==== THE DATA

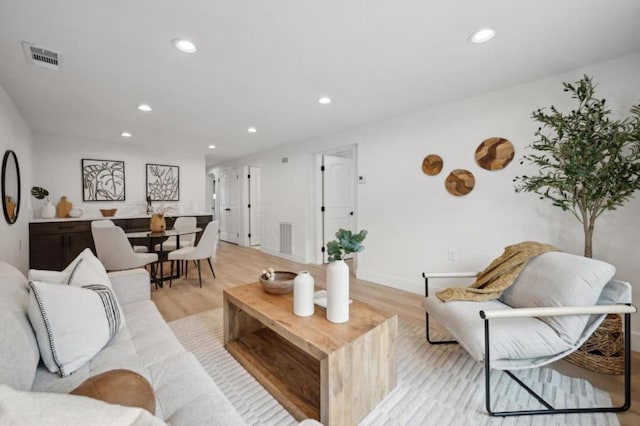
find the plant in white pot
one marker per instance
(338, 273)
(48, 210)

========
==== THE DATA

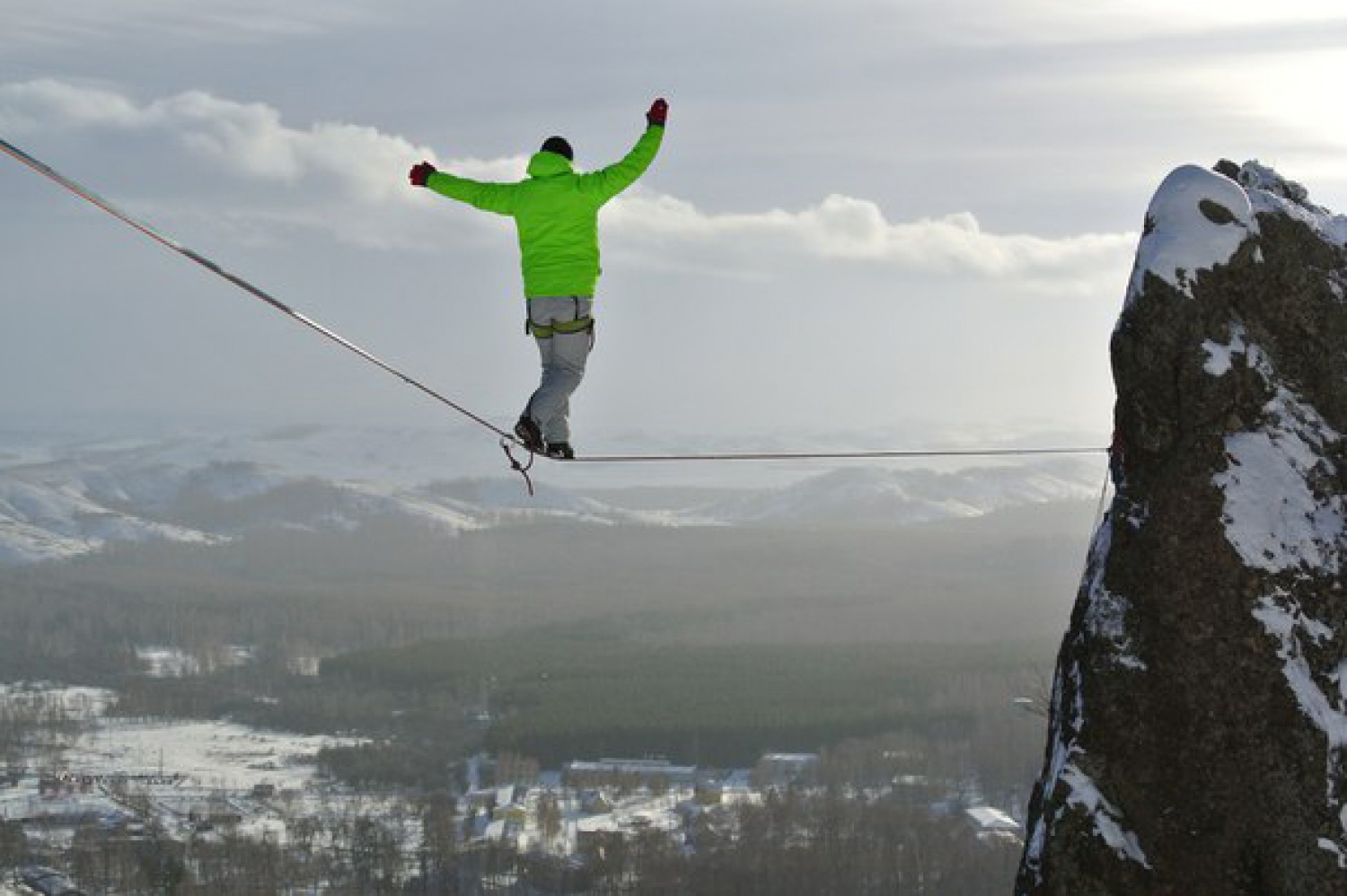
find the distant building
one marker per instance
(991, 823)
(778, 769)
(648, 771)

========

▶ AIM OF THE TASK:
Pull out every line above that contains the string "find" and list those lines in order.

▶ EXERCISE RESULT:
find the plant in white pot
find the distant building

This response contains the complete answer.